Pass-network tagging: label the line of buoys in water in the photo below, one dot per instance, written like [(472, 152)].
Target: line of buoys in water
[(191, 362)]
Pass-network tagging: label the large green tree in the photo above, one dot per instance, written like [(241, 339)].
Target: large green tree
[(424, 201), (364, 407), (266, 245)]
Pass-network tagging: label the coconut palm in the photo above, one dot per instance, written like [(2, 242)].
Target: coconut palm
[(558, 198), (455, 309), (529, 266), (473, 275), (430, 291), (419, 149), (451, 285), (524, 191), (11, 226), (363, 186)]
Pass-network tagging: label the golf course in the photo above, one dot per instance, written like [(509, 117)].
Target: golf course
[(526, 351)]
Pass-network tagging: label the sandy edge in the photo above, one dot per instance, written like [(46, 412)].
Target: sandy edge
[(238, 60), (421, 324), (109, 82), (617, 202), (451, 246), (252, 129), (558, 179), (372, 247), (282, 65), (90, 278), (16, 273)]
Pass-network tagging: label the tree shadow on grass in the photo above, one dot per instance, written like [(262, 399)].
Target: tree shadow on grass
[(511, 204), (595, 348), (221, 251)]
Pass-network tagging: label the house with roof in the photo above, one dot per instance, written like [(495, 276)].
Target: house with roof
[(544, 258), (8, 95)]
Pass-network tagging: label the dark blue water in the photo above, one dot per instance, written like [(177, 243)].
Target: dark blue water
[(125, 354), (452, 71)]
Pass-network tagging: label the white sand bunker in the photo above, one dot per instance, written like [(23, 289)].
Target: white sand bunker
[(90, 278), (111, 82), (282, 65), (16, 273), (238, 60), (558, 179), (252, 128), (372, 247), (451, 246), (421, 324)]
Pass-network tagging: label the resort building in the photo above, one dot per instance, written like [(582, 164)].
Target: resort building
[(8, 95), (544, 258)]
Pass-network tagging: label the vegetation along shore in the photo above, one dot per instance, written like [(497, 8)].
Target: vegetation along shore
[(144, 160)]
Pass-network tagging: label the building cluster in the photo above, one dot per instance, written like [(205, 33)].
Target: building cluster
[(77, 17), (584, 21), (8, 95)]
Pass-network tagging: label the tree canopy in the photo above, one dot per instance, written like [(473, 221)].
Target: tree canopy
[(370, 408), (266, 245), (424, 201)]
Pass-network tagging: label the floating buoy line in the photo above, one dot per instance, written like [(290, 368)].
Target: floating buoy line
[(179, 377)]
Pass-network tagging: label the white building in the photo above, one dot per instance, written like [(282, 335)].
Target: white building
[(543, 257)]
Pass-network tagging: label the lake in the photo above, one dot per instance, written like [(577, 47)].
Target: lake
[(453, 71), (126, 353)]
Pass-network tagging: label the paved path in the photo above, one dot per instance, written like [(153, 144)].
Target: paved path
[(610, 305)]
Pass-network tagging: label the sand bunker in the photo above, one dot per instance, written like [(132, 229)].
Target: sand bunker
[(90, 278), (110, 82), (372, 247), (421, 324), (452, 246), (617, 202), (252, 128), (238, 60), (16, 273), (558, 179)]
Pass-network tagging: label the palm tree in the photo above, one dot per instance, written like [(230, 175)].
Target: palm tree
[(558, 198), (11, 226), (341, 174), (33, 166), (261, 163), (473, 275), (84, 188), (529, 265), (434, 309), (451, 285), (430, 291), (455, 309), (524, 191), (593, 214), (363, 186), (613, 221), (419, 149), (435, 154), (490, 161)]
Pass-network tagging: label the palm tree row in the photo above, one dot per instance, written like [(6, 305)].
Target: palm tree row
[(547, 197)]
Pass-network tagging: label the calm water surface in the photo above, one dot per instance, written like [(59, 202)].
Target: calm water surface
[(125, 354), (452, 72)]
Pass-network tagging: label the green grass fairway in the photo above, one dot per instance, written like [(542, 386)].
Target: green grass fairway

━━━━━━━━━━━━━━━━

TASK: Lines containing the word "fairway": copy each of them from the material.

EXPECTED ANSWER:
Pass-network tagging: label the green grass fairway in the photo above, one dot per instance, written like [(542, 386)].
Target: green grass fairway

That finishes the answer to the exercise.